> _Study text_:
○ ○ ○ ○
In this experiment, three factors were set: variety (categorical: “Zhongqing”, “Hannai Youxiu”, and “Qingcheng”), seedling age (quantitative: 30, 35, and 40 days), and plug tray specification (quantitative: 72, 98, and 128 cells; commercial trays with no artificial adjustment to cell number). To address the inappropriateness of the Box–Behnken design (BBD) for mixed factors (quantitative + categorical), a modified BBD with dummy variable coding was adopted: varieties were coded as dummy variables (0 = “Zhongqing”, 1 = “Hannai Youxiu”, and 2 = “Qingcheng”) and treated as discrete factors in Design-Expert 13 software, while seedling age and plug tray specification were treated as continuous variables.

Each experimental run included three biological replicates per experimental point, ensuring reliable statistical analysis. A total of 51 trays were used, with 17 experimental runs, including 5 center points. To control spatial variability (e.g., tray position, light gradient), the experiment followed a completely randomized block design (CRBD), with trays randomly assigned within the greenhouse and blocks defined by light intensity gradients (

Table 2. Test factor codes.

Level	Variety	Seedling Age	Tray Specification
−1	0	30	72
0	1	35	98
1	2	40	128

Note: Codes 0, 1, and 2 represent the broccoli varieties “Zhongqing”, “Hannai Youxiu” (excellent cold tolerance), and “Qingcheng”, respectively.

).

2.3. Determination of Indicators

2.3.1. Plant Type Indexes

Plant height: Measured with a digital vernier caliper (precision: 0.01 mm) from the substrate surface to the highest point of the plant. Stem diameter: Measured with a digital vernier caliper (precision: 0.01 mm) at 1 cm above the substrate surface, averaged from 3 perpendicular measurements per seedling. Canopy diameter: Measured with a ruler (precision: 0.1 mm) as the maximum width of fully expanded leaves, with 2 perpendicular measurements per seedling averaged [14,15,16].
○ ○ ○ ○
> _Source data_:
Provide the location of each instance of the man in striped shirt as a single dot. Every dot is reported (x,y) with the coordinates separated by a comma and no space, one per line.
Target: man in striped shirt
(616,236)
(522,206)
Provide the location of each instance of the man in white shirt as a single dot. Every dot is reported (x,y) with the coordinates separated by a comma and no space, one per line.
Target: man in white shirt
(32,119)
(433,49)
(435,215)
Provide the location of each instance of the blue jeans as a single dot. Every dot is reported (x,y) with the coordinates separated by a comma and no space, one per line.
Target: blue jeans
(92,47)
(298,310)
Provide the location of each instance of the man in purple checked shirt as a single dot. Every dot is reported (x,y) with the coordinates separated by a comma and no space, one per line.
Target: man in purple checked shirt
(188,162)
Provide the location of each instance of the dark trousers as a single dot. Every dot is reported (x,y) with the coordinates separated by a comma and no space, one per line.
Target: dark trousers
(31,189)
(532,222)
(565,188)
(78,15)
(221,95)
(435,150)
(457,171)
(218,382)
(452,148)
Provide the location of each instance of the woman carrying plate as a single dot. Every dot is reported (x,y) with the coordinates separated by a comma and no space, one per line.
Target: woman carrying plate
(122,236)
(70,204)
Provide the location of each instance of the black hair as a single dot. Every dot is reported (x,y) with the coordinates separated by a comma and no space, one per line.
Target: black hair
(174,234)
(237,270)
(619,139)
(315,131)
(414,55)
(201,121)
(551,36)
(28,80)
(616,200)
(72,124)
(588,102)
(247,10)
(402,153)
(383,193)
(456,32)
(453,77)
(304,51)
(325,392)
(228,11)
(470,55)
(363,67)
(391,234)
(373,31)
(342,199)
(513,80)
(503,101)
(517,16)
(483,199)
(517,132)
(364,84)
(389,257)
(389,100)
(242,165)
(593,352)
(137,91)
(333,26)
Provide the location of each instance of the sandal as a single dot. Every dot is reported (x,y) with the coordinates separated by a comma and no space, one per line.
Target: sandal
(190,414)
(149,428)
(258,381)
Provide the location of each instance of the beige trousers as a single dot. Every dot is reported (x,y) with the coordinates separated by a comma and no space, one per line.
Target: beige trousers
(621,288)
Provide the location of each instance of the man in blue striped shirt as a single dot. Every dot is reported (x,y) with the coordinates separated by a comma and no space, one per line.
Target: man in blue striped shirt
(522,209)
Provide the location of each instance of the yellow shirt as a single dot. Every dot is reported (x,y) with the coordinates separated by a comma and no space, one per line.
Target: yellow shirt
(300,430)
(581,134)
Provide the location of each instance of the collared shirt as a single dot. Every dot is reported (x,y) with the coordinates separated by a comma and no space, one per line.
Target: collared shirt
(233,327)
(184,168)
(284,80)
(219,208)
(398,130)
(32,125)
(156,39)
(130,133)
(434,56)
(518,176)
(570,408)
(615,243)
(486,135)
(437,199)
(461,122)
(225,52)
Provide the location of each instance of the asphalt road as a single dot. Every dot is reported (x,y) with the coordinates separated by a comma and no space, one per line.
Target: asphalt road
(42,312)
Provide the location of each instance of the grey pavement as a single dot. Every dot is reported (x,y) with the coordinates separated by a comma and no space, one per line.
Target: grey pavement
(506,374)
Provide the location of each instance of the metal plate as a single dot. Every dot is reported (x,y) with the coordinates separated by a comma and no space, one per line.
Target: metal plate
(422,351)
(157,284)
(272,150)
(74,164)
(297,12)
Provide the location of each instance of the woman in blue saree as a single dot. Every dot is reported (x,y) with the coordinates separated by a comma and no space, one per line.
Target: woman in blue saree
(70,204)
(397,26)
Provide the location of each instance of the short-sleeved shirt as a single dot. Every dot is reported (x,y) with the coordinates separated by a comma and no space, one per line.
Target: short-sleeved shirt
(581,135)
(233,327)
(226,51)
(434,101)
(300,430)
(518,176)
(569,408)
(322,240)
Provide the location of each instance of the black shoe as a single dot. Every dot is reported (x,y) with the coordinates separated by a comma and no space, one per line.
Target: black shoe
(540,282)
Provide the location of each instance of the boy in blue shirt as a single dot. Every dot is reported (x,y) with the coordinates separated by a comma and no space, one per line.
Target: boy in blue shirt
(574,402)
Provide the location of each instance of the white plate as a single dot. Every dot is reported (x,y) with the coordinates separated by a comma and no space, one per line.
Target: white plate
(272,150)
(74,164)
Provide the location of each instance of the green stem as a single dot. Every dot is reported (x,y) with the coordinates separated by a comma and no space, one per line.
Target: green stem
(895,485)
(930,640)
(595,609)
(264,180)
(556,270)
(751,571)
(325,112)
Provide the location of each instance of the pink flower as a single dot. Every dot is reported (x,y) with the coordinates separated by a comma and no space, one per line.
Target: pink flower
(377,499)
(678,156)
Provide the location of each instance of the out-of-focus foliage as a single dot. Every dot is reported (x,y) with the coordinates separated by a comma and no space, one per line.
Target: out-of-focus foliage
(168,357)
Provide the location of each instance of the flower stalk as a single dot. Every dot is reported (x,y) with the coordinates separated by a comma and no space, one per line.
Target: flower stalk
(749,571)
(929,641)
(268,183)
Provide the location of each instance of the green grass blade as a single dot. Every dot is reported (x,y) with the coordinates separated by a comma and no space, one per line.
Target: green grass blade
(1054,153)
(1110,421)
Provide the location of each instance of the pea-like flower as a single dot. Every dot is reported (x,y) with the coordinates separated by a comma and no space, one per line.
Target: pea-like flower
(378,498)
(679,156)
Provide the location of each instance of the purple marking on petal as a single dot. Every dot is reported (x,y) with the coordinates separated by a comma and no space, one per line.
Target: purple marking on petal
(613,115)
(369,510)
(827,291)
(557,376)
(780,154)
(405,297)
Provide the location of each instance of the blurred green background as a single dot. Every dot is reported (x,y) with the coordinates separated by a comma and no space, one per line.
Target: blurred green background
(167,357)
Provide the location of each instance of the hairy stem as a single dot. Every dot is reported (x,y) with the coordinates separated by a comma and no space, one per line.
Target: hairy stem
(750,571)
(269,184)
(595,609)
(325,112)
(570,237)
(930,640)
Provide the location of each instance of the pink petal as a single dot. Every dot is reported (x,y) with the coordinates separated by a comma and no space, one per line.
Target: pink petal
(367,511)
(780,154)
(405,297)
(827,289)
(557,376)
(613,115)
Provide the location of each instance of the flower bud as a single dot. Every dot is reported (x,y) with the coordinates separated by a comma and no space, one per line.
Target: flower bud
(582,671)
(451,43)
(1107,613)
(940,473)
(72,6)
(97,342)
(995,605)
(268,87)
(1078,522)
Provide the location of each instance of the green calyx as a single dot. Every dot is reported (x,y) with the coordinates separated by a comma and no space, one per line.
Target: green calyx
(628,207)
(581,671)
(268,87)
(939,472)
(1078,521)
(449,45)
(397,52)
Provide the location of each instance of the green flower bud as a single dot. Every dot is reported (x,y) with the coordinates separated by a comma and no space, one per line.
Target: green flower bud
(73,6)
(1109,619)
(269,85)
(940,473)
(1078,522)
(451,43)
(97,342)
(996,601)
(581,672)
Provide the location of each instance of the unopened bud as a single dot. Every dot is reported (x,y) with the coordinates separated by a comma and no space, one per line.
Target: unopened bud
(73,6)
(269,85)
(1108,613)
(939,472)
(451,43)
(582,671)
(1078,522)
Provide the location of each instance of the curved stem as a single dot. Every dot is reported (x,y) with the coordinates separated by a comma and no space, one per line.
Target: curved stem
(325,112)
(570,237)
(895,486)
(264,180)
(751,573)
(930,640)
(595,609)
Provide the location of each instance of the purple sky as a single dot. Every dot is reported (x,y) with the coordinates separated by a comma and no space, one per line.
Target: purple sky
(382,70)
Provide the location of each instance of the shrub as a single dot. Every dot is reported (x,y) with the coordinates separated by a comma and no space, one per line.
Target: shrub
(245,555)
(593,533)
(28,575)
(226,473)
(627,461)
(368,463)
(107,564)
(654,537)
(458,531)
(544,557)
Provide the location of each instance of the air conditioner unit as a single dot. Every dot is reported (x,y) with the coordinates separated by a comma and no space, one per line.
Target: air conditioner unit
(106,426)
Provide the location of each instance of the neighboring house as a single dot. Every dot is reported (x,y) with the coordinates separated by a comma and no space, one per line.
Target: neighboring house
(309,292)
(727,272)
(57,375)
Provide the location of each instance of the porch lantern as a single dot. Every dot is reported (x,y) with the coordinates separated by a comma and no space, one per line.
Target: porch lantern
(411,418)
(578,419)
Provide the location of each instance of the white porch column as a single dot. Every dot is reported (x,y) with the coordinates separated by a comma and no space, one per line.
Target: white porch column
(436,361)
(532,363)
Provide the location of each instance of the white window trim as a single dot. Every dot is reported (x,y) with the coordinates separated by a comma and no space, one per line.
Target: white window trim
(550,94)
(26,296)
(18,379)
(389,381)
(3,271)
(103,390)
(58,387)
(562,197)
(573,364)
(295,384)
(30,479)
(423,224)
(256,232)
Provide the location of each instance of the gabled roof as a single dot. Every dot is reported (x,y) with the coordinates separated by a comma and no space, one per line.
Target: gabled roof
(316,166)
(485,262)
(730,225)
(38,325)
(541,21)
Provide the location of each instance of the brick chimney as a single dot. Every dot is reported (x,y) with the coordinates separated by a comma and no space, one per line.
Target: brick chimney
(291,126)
○ ○ ○ ○
Quote the broccoli seedling text word for word, starting with "Plant height: Measured" and going on through "seedling averaged [14,15,16].".

Plant height: Measured with a digital vernier caliper (precision: 0.01 mm) from the substrate surface to the highest point of the plant. Stem diameter: Measured with a digital vernier caliper (precision: 0.01 mm) at 1 cm above the substrate surface, averaged from 3 perpendicular measurements per seedling. Canopy diameter: Measured with a ruler (precision: 0.1 mm) as the maximum width of fully expanded leaves, with 2 perpendicular measurements per seedling averaged [14,15,16].